## Begin DATA PROVIDED
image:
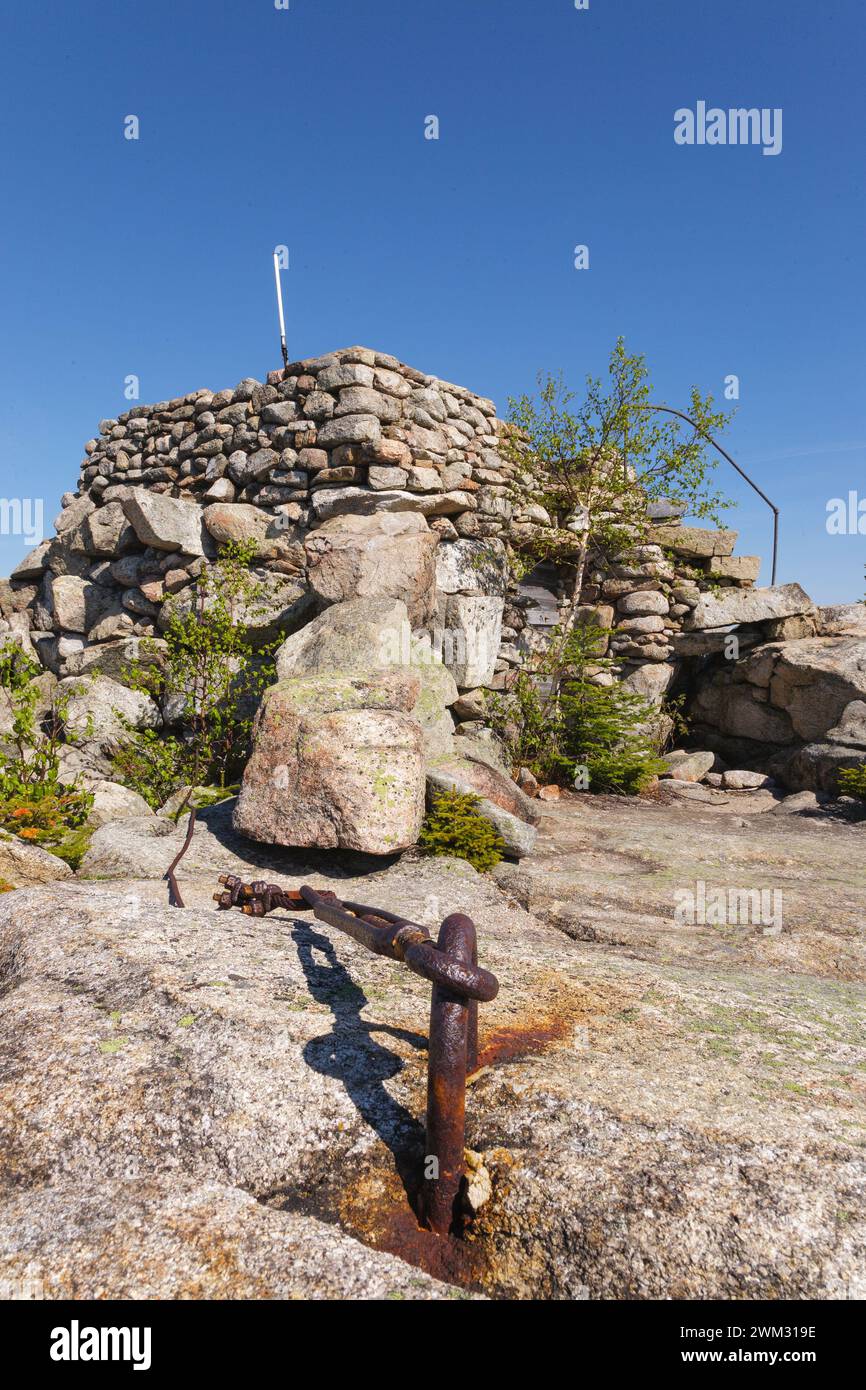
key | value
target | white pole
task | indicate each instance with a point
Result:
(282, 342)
## End DATA PROVIDED
## Begin DATA PROVIDED
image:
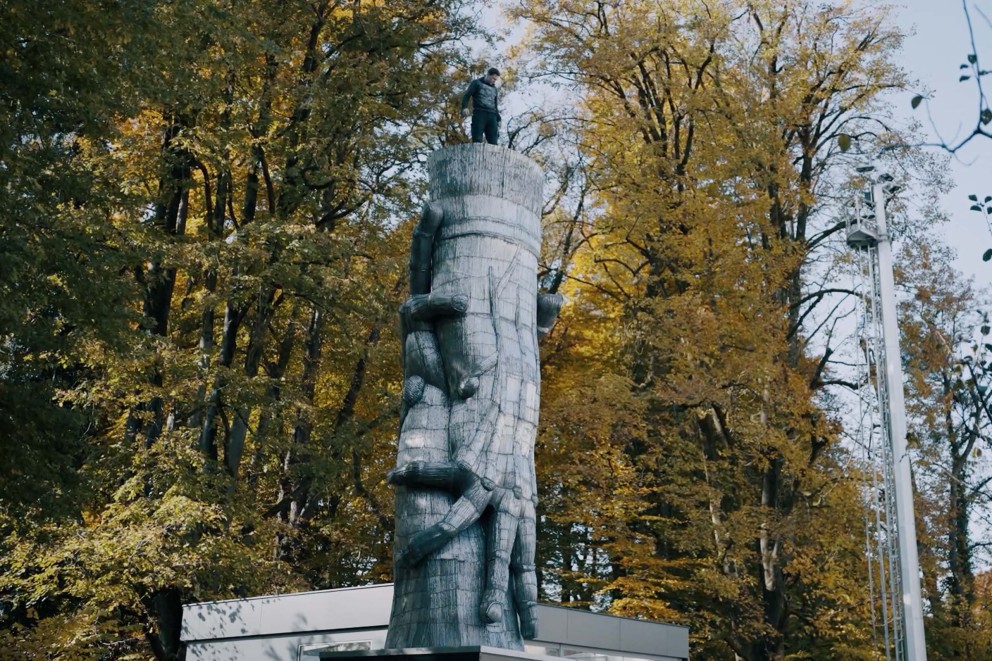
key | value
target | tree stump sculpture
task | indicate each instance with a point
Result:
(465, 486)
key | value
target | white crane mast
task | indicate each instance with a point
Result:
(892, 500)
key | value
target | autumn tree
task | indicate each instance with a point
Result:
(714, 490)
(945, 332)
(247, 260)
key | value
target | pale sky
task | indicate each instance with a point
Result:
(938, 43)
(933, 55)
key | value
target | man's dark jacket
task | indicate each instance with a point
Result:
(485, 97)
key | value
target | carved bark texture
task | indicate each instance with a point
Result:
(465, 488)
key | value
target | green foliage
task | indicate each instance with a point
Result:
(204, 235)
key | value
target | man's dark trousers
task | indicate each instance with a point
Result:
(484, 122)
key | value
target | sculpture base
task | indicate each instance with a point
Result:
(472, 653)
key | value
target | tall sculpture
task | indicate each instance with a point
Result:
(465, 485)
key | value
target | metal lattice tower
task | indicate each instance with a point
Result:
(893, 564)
## End DATA PROVIDED
## Begin DATA PROVIDED
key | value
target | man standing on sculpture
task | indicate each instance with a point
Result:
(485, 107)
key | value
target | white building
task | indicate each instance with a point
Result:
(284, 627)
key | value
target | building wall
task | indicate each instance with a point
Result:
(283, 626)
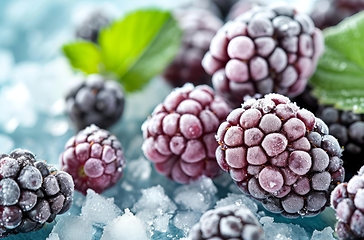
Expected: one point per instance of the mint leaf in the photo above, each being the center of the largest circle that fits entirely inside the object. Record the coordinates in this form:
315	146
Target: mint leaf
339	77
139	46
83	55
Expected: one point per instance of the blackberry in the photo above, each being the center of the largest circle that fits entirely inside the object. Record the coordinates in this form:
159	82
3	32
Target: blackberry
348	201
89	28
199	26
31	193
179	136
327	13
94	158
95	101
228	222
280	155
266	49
## End DATA PROVIDED
• _TO BE DONE_
Count the lines in the data above that contain the string "being", treating uppercase and lowercase as different. Reply with the number alone.

• _FINISHED EXERCISE_
2